• **Prompt 1**:
List every numerical measurement, with its unit, that the carburetor troubleshooting advice gives.
• **Prompt 2**:
According to the carburetor troubleshooting advice, how can you tell whether fuel has leaked into the floats?
• **Prompt 3**:
Summarize the carburetor troubleshooting advice in two sentences.

• **Selected extract**:
====

I agree it's generally not good to assume it's the carbs without considering other systems; however, the fact that the fuel is running out of the inlets and the pump runs all the time does indicate there are issues higher in the pecking order than the ignition.

If fuel is running out of the inlets, then it's likely that either the float/ inlet valve is not operating properly, or the fuel pressure is too high and over-powering the inlet valve. In either case, the float bowl will over-flow, and the mixture (if the engine runs at all) will be excessively rich.

Check the inlet valve to see if it's shutting off cleanly. Clean or replace it as required.

Check the condition of the floats. Shake them and listen for any fuel sloshing around inside of them. If fuel has leaked in, then replace the float.

If the floats are good, then check the float height setting and adjust it as required. Weber's stock spec for the DCOE-31 (brass hockey puck floats) is 8.5mm height, and 15mm droop.

DCOEs don't like high fuel pressure, and run best at 1.5-2.5 psi. If the pressure is too high, it can over-power the inlet valve and over-fill the float bowl. Since the car is equipped with an electric fuel pump, there's some cause to question if the fuel pressure is correct. Check the pump for markings indicating the rated output pressure, and/or use a fuel pressure gauge to check the pressure at the inlet.

If the pressure is high, then the easy solution is to leave the pump in place as is, and add an inline adjustable fuel pressure regulator as close to the carb inlets as practical. Set it to 2 psi.

====

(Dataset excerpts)
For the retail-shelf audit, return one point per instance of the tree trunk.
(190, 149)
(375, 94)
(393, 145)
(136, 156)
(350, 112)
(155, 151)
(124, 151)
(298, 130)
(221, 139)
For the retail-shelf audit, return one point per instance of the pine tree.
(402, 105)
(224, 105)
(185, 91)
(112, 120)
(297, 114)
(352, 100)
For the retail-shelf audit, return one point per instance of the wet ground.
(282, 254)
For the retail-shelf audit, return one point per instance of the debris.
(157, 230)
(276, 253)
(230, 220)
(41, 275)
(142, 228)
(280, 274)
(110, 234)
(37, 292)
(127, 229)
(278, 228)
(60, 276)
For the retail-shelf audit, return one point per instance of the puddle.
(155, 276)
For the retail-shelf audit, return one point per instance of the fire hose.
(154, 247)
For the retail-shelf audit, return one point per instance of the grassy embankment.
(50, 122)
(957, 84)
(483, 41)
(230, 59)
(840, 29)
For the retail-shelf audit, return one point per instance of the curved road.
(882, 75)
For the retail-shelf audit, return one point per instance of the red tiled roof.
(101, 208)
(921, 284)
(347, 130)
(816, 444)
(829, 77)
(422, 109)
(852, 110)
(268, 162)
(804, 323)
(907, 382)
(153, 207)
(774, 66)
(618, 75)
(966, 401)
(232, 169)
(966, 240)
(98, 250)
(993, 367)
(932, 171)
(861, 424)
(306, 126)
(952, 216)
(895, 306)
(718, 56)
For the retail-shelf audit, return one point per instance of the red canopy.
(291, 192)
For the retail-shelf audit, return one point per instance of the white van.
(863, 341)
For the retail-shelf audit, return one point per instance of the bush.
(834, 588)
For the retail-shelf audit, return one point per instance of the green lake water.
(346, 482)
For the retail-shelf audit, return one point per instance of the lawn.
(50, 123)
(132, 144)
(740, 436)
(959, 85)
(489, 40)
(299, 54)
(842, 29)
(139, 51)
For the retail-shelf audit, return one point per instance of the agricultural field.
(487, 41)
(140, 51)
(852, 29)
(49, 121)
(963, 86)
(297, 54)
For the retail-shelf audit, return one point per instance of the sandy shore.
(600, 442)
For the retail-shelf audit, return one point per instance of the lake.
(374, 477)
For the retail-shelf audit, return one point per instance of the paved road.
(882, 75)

====

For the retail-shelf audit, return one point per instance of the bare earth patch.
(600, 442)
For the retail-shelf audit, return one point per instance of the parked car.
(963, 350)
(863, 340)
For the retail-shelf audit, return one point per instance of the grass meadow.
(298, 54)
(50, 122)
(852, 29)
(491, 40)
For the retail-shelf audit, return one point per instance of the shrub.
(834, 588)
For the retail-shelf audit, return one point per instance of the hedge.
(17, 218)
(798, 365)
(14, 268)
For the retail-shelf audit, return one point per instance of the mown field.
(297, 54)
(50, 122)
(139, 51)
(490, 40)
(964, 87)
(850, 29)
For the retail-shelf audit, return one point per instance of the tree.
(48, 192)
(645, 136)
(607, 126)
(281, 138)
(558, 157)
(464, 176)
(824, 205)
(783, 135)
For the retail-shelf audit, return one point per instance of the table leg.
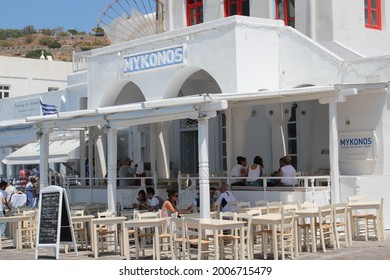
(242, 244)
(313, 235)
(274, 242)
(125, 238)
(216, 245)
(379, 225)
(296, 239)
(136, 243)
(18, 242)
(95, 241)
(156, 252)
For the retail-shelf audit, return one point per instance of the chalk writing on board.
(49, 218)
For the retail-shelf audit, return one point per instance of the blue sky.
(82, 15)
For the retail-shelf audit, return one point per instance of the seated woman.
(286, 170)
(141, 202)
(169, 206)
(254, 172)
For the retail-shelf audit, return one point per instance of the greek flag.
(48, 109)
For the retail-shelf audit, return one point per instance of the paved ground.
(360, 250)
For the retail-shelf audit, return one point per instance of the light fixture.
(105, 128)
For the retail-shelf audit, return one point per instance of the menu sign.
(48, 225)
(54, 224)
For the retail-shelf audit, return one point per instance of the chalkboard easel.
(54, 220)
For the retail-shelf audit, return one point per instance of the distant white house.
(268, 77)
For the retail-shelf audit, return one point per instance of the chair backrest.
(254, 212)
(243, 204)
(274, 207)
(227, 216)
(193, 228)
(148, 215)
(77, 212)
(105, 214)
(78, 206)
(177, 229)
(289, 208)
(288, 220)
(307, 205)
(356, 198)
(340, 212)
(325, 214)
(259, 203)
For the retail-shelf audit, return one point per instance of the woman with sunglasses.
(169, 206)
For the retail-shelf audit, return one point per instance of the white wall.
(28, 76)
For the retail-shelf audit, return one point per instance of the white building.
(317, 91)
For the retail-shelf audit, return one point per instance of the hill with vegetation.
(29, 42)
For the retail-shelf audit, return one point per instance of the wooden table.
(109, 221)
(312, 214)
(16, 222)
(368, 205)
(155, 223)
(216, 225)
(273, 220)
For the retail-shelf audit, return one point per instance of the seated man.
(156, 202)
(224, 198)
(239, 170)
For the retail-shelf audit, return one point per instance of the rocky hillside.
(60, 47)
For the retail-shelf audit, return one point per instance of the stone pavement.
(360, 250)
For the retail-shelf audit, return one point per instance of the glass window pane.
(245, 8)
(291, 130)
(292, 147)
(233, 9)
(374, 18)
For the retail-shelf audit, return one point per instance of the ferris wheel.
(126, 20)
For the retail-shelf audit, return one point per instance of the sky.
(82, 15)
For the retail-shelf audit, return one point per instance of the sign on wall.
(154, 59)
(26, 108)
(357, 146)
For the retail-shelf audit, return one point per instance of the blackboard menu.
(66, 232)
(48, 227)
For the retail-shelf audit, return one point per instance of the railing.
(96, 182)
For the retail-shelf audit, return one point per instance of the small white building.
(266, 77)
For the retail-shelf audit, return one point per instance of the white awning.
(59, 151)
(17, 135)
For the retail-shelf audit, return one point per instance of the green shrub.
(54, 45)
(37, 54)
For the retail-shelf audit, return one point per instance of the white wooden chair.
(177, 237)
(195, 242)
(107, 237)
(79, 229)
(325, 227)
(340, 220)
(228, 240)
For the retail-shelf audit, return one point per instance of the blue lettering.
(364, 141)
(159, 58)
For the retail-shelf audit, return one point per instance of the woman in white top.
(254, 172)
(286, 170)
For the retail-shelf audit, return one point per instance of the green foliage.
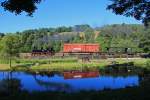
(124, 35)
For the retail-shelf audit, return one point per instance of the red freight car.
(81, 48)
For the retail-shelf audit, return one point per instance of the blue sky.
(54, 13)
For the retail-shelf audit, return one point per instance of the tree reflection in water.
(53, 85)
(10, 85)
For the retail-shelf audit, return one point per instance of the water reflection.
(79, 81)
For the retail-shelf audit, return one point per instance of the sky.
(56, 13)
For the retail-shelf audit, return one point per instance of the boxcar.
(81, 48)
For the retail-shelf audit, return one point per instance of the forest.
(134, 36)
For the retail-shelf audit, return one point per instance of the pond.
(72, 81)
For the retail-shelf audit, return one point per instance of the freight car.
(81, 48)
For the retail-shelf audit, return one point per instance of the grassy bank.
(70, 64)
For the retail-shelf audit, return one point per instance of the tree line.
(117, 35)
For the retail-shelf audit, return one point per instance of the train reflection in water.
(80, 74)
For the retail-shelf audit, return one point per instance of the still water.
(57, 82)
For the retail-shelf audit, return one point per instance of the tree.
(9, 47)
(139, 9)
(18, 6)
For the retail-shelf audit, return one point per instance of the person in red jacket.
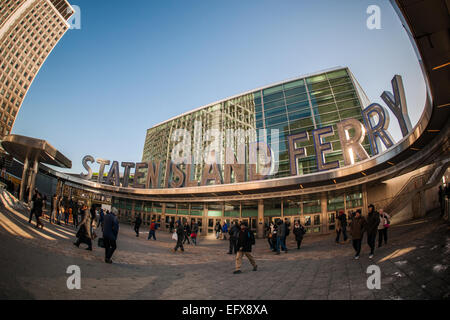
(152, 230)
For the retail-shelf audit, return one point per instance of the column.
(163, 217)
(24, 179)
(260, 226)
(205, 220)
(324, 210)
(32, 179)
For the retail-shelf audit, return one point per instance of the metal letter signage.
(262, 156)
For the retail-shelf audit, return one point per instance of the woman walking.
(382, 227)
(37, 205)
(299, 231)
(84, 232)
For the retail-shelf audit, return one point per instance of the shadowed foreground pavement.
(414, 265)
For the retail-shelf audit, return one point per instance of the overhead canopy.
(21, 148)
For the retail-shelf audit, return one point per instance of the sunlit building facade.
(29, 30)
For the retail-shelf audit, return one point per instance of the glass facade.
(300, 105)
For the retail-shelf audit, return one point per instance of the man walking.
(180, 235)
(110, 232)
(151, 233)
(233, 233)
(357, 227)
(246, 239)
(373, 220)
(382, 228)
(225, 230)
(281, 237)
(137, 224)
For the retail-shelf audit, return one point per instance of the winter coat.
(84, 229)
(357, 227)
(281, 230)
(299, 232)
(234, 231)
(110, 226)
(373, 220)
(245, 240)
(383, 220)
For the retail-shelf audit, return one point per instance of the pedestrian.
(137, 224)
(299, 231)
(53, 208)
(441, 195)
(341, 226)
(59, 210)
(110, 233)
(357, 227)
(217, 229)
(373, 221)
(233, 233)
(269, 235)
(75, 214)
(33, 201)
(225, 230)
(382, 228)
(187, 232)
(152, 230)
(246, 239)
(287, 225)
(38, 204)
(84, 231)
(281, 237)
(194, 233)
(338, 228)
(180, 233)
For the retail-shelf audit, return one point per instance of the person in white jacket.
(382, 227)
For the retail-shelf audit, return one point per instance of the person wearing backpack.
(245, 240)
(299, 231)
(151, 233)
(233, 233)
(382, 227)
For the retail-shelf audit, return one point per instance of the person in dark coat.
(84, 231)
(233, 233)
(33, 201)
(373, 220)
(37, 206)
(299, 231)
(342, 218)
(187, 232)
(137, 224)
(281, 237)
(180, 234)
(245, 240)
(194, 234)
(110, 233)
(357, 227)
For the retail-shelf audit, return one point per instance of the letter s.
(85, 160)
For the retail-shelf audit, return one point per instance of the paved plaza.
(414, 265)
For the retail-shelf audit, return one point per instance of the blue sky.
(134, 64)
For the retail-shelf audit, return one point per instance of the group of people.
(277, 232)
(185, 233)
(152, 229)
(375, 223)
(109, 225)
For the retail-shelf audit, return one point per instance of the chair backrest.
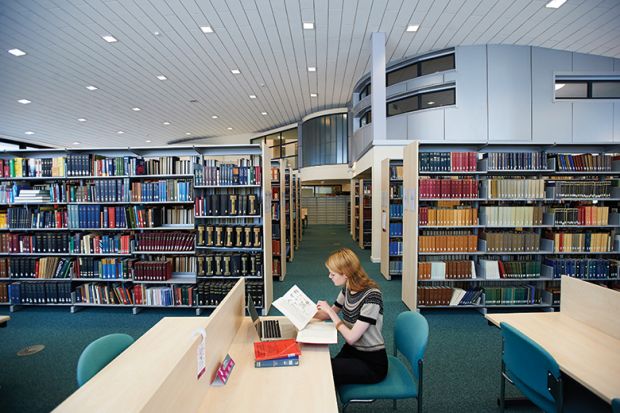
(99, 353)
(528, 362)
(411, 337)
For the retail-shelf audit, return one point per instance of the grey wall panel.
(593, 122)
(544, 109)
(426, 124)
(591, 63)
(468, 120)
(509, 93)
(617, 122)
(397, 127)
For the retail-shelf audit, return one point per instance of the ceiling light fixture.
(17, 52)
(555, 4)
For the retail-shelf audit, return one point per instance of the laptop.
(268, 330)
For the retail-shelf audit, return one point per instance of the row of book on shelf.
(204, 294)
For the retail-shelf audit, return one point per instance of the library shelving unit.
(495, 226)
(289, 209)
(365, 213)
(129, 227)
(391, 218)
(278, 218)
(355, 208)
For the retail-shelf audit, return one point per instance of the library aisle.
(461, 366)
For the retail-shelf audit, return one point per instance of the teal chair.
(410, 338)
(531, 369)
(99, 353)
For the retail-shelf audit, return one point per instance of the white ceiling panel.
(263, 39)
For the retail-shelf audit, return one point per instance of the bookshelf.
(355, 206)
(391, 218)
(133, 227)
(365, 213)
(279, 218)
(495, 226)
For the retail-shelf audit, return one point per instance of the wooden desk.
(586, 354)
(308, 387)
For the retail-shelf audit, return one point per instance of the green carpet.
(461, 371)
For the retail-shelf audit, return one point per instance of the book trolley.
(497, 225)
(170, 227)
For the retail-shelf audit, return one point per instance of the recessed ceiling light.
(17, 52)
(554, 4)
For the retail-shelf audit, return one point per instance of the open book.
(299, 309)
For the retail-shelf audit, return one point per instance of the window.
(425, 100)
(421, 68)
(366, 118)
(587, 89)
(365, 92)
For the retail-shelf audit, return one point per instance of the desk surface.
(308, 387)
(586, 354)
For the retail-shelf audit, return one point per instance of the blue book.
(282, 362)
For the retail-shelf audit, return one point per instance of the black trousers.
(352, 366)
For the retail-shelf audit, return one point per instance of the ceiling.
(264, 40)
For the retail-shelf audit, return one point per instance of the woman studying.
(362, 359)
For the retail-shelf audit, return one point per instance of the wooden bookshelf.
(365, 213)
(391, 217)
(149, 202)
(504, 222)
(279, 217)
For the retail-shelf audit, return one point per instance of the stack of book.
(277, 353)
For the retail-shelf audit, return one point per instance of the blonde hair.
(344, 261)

====

• **Final answer 1**:
8.5mm (float height)
15mm (float droop)
1.5-2.5 psi (the fuel pressure DCOEs run best at)
2 psi (the setting for the inline adjustable fuel pressure regulator)

• **Final answer 2**:
Shake them and listen for any fuel sloshing around inside them.

• **Final answer 3**:
Fuel running out of the inlets likely means the float/inlet valve isn't working properly or the fuel pressure is too high, either of which makes the float bowl overflow and the mixture excessively rich. The advice is to check the inlet valve, the floats, the float height setting and the fuel pressure, and to add an inline adjustable regulator set to 2 psi if the pressure is high.